FRAGMENTO CITADO —
▶

Me gusta el lema del filósofo polaco Leszek Kołakowski: “Cuando las
cosas parecen claras, hay que sembrar una confusión curativa y cubrirlas con un
velo de inseguridad”.
El lema es, en el mejor de los sentidos, el método
racional de Karl Popper: la búsqueda crítica del error.
Sembrar un tanto de confusión cuando las verdades se
decretan como definitivas es saludable. Sólo de esta manera podemos alternar
certezas y dudas. Además, tenemos la obligación de salvar los aspectos
constructivos de los ideales, de las utopías abiertas al ensayo y al error.
En uno de sus lúcidos ensayos, Kołakowski reconsidera
la muerte de la utopía. Desde luego, el filósofo piensa en el principio de
esperanza de Ernst Bloch (el hipotético plagiario de Walter Benjamin), cuya
obra hunde sus raíces en el romanticismo alemán del siglo XIX; pero sobre todo el
filósofo polaco piensa en la necesidad contemporánea de mantener la
inconformidad frente a la homogeneidad universal del pensamiento.
La clave para reconsiderar la utopía es, de entrada,
evitar la tentación de construir soluciones definitivas. Sabemos que lo posible
no siempre es factible y que lo factible no siempre es posible.

◀

EJERCICIO PROPUESTO — Actualiza el fragmento sobre la utopía: copia todo lo que va desde "Sembrar un tanto" hasta "siempre es posible.", pero pon "rebeldía" en lugar de "inconformidad". Usa solamente el fragmento sobre la utopía.

DATOS DE PARTIDA —

▶

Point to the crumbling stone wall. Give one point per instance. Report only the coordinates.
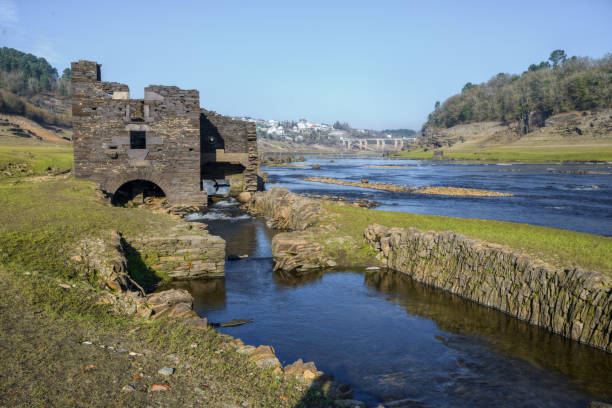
(184, 255)
(229, 150)
(103, 117)
(572, 302)
(182, 144)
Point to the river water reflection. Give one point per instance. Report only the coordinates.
(569, 196)
(392, 339)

◀

RESULTADO OBTENIDO —
Sembrar un tanto de confusión cuando las verdades se
decretan como definitivas es saludable. Sólo de esta manera podemos alternar
certezas y dudas. Además, tenemos la obligación de salvar los aspectos
constructivos de los ideales, de las utopías abiertas al ensayo y al error.
En uno de sus lúcidos ensayos, Kołakowski reconsidera
la muerte de la utopía. Desde luego, el filósofo piensa en el principio de
esperanza de Ernst Bloch (el hipotético plagiario de Walter Benjamin), cuya
obra hunde sus raíces en el romanticismo alemán del siglo XIX; pero sobre todo el
filósofo polaco piensa en la necesidad contemporánea de mantener la
rebeldía frente a la homogeneidad universal del pensamiento.
La clave para reconsiderar la utopía es, de entrada,
evitar la tentación de construir soluciones definitivas. Sabemos que lo posible
no siempre es factible y que lo factible no siempre es posible.